Stated exercise — Copy out the records word for word, from the line that contains "shaped like [200,220]." through the end of the records, both ends included.

Material to process —
>> START

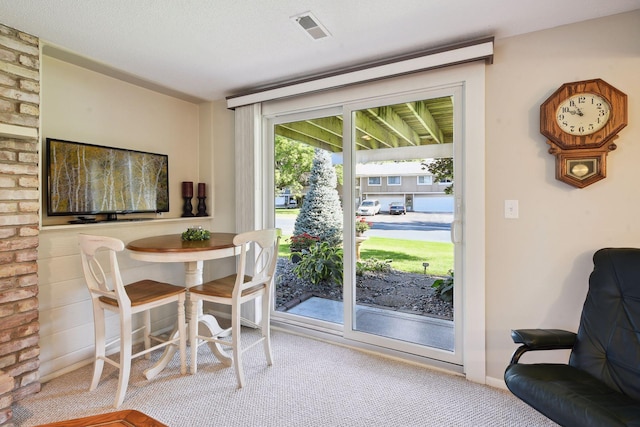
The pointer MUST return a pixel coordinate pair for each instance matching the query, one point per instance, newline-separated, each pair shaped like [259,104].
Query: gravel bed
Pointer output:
[406,292]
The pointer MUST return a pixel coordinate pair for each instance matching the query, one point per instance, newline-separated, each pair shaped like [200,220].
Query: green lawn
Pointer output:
[407,255]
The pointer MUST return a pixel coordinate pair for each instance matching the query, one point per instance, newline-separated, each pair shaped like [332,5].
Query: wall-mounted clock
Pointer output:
[581,120]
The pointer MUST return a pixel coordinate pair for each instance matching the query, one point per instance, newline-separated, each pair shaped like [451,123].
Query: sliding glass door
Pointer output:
[365,195]
[399,287]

>> END

The output —
The pointer MUST return a pixel coordinate pair for each instance matching the query, one point per instance, newline-separated, each pair shaped like [200,220].
Query: green lawn
Pointer output:
[407,255]
The pointer MUST return a pixel coordinate pair for each instance matching the query, one point per instance, newline-separated, each pair shaped like [332,5].
Query: wall-mounted clock
Pointer output:
[581,120]
The pointer MUST return a pixel coordinate pair for each instance matching the query, one point per instance, newline-separated, each pair shaped like [451,123].
Query: sliding glass door
Pointer output:
[365,195]
[399,287]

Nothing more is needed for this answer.